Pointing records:
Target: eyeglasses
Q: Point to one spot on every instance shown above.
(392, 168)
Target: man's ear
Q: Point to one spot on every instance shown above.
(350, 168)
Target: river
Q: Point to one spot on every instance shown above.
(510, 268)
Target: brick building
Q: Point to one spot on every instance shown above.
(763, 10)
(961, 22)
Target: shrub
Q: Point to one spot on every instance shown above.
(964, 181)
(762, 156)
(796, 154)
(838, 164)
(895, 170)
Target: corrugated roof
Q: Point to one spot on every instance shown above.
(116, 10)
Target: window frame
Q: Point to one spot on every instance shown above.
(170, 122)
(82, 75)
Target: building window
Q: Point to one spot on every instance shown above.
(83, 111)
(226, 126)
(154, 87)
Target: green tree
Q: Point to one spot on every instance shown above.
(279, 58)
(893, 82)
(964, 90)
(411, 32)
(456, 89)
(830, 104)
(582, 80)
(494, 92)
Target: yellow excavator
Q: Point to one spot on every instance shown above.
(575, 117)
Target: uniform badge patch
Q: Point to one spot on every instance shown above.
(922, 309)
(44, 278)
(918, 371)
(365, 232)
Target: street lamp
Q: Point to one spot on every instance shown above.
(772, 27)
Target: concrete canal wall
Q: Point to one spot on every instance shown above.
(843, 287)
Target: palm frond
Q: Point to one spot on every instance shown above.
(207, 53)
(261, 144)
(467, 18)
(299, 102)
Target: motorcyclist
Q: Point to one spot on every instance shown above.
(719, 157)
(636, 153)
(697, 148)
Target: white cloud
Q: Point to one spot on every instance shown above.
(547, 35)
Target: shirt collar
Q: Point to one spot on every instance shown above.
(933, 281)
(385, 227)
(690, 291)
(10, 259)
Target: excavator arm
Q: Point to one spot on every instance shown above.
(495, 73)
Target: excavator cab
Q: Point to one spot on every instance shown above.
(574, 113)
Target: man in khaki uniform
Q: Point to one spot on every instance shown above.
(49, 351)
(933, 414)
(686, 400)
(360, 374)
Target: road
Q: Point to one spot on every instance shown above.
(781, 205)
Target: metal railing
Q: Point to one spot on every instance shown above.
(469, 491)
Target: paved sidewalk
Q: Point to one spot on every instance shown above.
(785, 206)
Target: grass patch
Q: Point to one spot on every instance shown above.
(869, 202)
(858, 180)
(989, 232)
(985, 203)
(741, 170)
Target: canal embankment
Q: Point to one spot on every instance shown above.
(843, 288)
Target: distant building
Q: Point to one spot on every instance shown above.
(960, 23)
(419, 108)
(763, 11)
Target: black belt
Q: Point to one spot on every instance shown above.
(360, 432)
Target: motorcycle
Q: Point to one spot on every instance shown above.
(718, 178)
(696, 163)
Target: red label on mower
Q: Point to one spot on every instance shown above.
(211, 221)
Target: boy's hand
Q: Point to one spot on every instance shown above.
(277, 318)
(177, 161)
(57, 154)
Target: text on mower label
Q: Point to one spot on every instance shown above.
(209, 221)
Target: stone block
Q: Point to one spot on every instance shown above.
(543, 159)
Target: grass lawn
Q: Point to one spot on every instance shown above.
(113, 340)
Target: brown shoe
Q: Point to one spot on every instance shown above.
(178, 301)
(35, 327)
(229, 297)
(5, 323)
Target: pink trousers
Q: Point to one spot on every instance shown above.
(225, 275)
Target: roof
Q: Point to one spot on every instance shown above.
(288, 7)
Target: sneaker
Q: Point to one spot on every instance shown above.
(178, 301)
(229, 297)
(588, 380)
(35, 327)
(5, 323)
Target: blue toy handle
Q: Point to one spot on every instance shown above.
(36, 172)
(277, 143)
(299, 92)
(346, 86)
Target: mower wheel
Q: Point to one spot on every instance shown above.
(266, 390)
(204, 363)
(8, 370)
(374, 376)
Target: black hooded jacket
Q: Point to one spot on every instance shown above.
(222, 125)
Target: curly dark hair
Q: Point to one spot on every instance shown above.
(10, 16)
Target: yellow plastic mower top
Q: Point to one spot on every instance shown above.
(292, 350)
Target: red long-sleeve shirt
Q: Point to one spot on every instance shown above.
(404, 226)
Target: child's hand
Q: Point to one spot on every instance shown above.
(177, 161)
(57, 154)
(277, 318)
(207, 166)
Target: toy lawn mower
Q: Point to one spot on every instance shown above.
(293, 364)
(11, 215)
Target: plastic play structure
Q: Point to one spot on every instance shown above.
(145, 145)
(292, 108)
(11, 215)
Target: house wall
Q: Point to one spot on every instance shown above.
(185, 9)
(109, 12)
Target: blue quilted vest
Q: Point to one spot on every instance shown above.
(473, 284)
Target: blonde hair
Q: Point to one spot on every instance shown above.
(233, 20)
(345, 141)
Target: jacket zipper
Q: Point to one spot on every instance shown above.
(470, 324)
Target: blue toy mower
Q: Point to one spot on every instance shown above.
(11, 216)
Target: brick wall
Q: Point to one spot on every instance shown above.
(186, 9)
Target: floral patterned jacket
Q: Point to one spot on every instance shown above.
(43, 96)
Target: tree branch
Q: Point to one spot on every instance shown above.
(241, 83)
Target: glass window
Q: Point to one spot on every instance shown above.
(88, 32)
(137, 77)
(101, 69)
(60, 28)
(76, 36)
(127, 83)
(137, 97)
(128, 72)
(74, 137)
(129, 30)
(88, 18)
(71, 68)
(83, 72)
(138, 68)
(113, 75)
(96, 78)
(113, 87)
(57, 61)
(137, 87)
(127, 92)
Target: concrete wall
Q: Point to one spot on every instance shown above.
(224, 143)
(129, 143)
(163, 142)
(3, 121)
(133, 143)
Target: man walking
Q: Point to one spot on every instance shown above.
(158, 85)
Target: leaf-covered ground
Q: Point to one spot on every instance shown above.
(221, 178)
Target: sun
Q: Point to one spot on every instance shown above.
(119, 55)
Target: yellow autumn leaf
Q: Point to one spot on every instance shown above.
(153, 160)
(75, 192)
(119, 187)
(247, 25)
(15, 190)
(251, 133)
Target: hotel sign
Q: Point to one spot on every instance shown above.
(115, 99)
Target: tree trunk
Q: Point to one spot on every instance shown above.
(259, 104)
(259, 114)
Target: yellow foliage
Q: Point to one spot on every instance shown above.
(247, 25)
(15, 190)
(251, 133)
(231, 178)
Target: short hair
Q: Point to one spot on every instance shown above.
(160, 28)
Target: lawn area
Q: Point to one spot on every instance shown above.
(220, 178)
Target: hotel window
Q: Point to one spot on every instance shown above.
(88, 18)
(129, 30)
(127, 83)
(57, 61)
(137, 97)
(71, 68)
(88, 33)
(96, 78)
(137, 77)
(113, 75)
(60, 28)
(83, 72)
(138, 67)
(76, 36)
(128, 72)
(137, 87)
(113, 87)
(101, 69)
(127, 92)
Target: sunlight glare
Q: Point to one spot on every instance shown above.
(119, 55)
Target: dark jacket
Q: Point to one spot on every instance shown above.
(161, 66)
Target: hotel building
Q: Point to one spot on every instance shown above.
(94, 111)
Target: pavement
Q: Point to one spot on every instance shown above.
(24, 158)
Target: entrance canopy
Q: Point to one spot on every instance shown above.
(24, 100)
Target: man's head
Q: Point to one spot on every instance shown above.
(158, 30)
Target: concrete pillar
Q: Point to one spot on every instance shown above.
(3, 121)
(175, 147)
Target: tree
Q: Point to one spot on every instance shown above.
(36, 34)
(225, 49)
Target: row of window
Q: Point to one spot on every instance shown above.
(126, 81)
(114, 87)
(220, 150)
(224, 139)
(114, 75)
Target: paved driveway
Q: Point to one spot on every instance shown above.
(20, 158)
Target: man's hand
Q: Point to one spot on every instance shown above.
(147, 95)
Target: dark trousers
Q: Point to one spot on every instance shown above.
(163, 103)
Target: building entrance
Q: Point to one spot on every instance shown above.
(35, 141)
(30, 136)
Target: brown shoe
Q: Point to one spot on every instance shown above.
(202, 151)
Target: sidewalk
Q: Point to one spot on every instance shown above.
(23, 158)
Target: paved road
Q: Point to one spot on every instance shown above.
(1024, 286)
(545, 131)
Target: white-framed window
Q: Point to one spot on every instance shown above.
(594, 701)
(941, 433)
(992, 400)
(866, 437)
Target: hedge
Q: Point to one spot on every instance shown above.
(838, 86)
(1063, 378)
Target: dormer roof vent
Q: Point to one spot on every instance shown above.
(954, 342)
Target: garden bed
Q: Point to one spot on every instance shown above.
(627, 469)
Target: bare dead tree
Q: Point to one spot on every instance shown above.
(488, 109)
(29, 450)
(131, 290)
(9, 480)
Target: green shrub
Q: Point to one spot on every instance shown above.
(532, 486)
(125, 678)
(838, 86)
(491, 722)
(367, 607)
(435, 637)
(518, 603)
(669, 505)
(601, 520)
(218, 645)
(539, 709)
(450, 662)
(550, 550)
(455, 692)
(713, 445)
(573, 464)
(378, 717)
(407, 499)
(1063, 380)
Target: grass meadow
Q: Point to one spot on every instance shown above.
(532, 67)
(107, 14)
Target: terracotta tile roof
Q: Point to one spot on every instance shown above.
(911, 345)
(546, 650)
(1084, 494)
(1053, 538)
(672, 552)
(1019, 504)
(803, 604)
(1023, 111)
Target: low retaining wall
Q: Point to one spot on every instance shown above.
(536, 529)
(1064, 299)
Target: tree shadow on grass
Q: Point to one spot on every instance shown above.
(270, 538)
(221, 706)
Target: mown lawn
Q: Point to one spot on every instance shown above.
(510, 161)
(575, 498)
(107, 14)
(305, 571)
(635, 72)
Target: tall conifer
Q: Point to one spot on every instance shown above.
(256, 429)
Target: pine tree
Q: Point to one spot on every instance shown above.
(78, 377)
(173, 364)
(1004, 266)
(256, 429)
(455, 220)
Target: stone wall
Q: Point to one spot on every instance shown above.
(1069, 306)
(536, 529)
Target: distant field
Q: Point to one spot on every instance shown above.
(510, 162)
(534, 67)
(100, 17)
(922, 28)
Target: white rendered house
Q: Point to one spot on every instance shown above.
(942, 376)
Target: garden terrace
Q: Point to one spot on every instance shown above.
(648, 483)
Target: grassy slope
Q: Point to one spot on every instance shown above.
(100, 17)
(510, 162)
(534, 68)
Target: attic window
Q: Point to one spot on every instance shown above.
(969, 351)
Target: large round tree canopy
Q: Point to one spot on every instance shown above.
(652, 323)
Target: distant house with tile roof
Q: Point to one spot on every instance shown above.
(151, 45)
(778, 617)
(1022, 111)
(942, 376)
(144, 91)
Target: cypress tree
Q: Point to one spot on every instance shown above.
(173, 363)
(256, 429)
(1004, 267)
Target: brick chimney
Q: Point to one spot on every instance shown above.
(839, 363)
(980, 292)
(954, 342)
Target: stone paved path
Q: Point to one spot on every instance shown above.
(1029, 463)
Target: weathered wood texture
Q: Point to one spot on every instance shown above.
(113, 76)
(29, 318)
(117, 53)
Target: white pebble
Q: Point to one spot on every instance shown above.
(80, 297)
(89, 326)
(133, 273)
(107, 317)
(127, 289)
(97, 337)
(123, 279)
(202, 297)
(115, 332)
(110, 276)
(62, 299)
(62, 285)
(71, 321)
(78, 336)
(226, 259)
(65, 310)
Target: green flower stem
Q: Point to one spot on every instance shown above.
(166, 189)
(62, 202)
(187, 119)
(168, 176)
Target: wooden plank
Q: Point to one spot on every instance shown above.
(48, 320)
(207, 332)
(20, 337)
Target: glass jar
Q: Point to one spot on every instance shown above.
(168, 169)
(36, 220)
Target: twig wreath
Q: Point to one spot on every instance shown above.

* **Problem to solve**
Rewrite the stretch of lines from the line containing "Target: mown lawn" through the line containing "(1029, 463)", both included, keeping every request as it is. Scale each coordinate in the answers by 2.55 and round to whole numbers, with halves going up.

* **Result for this task**
Target: mown lawn
Q: Point to one spot on every instance shown above.
(1301, 411)
(1466, 1270)
(273, 36)
(778, 1456)
(1619, 184)
Target: tall conifer
Q: Point to one spot on every instance shown above.
(653, 1094)
Target: pine tree
Q: Point to one spot on every instance shown above.
(199, 961)
(441, 928)
(2560, 678)
(653, 1094)
(1160, 561)
Target: stone wall
Q: Point to one spot on every instance shown above.
(2726, 780)
(1367, 1349)
Target: distant field
Q: Point to one spot on every instance shown above.
(1301, 413)
(1362, 171)
(255, 43)
(2351, 71)
Target: white rendered house
Q: Point to one spot on every instance shown above.
(2402, 959)
Target: garden terrace
Q: Point to one spot on every instance shown above.
(1652, 1232)
Target: grassy slope
Q: Point to one spot on every instance shown above.
(255, 43)
(1301, 413)
(1362, 173)
Target: attic window
Q: Point to one spot on every instance shown above.
(2471, 895)
Target: large round tree canopy
Q: Point to one spot on every instance shown above.
(1663, 824)
Target: distant house with tile roof
Q: Point to one spot on every instance shown above.
(385, 115)
(1984, 1573)
(2606, 283)
(2402, 959)
(367, 232)
Target: cypress tree
Q: Point to one spot on every instance shown above.
(441, 926)
(653, 1094)
(2560, 681)
Target: brick chimney
Q: Point to one spot on every instance shown above.
(2139, 926)
(2499, 745)
(2433, 872)
Target: stone paved path
Q: Point to one spot on every instance shown above.
(2624, 1181)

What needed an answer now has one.